(Task to complete):
Pick out and copy every line of the rows below that contains the string "this". Matching is case-sensitive.

(Items from a dataset)
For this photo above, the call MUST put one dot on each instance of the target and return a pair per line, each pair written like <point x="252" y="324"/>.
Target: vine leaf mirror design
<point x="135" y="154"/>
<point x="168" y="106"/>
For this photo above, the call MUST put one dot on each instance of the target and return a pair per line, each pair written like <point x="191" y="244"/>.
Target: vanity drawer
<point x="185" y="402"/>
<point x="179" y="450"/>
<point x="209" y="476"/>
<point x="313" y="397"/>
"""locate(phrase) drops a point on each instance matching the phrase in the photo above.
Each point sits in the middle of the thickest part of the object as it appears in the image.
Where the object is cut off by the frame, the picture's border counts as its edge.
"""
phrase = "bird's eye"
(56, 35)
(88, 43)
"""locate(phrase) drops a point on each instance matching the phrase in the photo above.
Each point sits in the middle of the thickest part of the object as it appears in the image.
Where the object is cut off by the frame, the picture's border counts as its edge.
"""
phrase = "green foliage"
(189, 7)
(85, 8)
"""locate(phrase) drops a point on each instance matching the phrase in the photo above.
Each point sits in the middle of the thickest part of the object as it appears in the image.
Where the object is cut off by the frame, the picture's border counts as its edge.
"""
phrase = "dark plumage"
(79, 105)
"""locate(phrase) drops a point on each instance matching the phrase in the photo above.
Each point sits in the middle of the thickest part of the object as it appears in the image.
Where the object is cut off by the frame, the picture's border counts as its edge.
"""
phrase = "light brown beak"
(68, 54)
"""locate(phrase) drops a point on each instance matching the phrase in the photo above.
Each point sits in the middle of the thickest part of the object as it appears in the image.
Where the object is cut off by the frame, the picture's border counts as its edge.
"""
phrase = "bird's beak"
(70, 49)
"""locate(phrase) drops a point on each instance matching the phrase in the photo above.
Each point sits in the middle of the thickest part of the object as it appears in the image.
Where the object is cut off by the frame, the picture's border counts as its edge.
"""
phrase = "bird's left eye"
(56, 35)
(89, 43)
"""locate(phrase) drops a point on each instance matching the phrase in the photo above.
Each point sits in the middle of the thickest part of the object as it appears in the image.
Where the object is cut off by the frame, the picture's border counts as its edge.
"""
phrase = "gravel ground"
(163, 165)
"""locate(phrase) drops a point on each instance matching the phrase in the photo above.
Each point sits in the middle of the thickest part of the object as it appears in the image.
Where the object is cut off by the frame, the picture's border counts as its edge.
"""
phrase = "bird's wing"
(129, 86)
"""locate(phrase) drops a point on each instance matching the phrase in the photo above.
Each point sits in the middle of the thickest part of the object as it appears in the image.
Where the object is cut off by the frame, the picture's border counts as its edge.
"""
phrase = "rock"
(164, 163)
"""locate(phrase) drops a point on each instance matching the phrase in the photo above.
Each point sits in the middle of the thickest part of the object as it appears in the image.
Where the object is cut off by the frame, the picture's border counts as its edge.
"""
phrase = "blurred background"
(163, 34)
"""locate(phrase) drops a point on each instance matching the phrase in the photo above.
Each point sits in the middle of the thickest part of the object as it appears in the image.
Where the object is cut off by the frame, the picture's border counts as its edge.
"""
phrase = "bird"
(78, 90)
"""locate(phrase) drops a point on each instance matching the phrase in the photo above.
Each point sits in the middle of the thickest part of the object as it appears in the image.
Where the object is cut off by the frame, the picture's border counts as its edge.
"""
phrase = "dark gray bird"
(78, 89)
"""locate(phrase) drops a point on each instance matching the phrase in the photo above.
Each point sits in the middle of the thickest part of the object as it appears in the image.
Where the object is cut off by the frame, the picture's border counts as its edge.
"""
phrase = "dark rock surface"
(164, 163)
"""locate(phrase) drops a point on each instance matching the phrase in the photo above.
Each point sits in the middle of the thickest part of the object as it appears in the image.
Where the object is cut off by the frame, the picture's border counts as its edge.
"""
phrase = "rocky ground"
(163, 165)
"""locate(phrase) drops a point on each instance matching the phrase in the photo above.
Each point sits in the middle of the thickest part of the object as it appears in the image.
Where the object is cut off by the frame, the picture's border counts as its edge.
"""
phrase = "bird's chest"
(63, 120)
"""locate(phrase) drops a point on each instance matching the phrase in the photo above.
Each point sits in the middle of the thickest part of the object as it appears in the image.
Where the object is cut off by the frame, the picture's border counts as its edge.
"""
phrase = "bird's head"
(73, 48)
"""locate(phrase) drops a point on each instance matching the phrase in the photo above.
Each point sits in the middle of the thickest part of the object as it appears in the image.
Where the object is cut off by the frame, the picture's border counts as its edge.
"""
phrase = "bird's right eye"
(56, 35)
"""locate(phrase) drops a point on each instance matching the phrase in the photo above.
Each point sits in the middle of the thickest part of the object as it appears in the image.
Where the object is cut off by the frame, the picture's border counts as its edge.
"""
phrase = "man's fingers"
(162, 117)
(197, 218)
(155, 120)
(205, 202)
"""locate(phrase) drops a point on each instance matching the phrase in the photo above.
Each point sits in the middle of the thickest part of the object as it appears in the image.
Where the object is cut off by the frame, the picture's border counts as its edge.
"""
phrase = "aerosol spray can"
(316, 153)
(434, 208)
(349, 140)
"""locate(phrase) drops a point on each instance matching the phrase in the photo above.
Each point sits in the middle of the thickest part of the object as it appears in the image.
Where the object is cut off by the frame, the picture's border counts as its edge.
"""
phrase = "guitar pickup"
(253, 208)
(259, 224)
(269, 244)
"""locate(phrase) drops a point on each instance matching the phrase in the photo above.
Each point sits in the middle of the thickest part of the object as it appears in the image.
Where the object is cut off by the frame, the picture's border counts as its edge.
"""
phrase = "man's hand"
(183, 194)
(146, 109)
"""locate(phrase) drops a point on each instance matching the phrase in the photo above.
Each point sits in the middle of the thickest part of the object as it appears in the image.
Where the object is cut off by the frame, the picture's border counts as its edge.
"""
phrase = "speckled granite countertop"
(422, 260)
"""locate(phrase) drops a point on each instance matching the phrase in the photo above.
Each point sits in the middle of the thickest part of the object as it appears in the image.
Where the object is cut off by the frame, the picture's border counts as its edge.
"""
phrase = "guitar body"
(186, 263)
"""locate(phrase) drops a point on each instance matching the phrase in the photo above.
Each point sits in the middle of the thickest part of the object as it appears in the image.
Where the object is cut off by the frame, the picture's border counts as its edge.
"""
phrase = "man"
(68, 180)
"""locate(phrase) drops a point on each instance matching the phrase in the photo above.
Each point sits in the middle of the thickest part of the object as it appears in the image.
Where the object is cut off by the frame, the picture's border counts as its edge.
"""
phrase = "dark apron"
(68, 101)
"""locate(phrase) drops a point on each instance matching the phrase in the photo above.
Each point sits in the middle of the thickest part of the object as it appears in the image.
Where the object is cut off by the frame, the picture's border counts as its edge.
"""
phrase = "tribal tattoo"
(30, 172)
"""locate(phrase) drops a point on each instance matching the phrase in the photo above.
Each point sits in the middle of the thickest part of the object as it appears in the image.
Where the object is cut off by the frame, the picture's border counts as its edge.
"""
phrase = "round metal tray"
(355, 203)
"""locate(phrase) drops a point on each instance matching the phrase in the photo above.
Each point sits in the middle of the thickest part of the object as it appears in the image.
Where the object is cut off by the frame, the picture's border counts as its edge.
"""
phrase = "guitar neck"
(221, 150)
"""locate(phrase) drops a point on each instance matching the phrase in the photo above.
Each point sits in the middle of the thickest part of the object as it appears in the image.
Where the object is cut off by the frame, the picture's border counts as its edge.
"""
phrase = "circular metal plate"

(Reply to the exercise):
For this photo above, the call MUST put one dot on each instance of the target and return a pair per line, each pair written like <point x="252" y="324"/>.
For this photo above, the call MUST put one dot on each instance of the target and return a pair per line, each pair written like <point x="191" y="244"/>.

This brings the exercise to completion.